*Directions*.
Across the data below, count every line where the string "railway" appears. Answer with the number alone.

*Supplied information*.
_ _ _ _ _

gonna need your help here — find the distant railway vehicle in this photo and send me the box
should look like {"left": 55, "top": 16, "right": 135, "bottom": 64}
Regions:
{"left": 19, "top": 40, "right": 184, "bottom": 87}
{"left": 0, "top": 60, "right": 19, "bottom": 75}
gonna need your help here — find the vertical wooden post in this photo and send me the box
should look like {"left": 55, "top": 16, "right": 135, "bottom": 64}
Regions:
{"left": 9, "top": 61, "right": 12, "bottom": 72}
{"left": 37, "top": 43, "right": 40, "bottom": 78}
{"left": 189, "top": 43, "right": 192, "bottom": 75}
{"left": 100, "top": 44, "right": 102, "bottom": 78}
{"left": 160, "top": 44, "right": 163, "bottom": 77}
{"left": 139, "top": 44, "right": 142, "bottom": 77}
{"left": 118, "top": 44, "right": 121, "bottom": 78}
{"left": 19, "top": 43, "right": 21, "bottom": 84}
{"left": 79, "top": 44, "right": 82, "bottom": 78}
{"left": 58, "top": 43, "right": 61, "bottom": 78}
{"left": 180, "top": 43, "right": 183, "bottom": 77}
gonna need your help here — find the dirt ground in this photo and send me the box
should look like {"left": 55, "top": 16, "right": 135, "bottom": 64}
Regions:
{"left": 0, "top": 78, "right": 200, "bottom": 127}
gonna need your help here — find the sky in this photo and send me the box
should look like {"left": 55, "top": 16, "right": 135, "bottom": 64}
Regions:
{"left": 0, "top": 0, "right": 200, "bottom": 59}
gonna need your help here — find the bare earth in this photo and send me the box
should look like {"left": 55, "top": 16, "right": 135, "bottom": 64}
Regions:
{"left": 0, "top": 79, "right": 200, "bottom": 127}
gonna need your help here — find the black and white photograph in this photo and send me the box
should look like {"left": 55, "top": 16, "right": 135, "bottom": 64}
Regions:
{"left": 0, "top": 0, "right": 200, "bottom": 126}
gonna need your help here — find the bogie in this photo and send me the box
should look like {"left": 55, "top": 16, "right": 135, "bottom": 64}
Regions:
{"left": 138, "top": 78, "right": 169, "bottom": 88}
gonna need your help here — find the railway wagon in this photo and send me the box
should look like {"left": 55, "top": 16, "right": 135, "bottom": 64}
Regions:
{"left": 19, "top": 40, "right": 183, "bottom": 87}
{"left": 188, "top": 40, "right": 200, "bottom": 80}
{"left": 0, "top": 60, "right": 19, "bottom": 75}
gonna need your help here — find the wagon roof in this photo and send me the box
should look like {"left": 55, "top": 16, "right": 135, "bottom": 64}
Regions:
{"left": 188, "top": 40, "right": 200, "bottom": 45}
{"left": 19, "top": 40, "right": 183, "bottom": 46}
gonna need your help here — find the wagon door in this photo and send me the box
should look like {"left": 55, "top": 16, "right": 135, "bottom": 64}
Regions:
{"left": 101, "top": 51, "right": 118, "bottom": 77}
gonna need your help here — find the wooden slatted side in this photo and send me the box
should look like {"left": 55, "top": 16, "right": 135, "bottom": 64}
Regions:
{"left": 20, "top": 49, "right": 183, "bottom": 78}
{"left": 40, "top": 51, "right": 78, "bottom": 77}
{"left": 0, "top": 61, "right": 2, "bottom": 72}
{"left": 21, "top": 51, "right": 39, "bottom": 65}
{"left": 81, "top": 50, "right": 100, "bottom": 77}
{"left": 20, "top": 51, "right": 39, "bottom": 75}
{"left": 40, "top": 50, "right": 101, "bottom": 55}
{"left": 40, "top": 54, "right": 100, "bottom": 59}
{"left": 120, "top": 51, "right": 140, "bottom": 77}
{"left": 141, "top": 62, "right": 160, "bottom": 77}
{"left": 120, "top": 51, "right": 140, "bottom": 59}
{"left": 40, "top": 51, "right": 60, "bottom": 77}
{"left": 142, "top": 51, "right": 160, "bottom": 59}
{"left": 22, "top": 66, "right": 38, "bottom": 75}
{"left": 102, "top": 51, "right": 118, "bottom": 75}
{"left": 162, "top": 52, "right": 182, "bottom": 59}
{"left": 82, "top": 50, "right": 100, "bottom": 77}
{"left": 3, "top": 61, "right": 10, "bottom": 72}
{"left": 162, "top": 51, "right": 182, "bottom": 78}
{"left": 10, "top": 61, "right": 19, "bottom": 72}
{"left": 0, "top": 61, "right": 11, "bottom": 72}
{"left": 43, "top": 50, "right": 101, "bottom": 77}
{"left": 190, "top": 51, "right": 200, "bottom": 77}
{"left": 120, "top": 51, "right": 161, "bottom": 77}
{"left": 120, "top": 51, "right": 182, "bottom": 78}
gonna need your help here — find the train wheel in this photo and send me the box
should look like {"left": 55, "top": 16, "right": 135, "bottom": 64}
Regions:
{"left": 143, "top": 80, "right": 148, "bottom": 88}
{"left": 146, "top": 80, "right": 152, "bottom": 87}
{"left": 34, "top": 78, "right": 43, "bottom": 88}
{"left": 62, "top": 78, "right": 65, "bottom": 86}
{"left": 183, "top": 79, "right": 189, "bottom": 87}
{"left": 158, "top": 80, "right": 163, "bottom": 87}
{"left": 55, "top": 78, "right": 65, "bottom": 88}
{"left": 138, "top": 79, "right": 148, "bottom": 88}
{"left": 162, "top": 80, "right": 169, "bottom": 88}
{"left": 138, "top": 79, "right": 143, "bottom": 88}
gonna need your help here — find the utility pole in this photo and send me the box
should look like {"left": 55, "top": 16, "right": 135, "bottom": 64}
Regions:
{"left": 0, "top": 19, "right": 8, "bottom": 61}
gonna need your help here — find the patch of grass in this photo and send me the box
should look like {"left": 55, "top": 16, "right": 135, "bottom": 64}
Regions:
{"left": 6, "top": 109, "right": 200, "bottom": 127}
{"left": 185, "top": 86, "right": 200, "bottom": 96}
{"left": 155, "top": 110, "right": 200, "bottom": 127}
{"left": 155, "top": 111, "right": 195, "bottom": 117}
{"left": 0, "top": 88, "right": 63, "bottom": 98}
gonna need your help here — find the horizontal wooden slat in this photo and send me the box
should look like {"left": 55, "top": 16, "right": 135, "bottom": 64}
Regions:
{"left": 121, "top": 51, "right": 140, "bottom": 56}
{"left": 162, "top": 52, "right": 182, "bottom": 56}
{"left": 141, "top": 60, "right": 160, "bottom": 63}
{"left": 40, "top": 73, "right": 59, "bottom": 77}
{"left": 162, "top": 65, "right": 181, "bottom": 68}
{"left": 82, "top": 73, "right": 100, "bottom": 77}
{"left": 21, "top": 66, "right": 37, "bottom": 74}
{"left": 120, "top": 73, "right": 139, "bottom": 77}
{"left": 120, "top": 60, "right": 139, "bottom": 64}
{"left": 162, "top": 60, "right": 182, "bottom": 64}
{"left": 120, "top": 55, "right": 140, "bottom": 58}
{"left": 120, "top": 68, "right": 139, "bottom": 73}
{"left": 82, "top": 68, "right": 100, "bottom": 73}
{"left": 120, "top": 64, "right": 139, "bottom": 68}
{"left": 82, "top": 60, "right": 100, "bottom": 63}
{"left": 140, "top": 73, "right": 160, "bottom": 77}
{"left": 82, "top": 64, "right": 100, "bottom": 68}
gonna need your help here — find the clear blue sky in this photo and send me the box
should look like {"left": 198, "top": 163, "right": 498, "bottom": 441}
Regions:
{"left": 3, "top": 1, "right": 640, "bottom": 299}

_ _ _ _ _

*Expected answer*.
2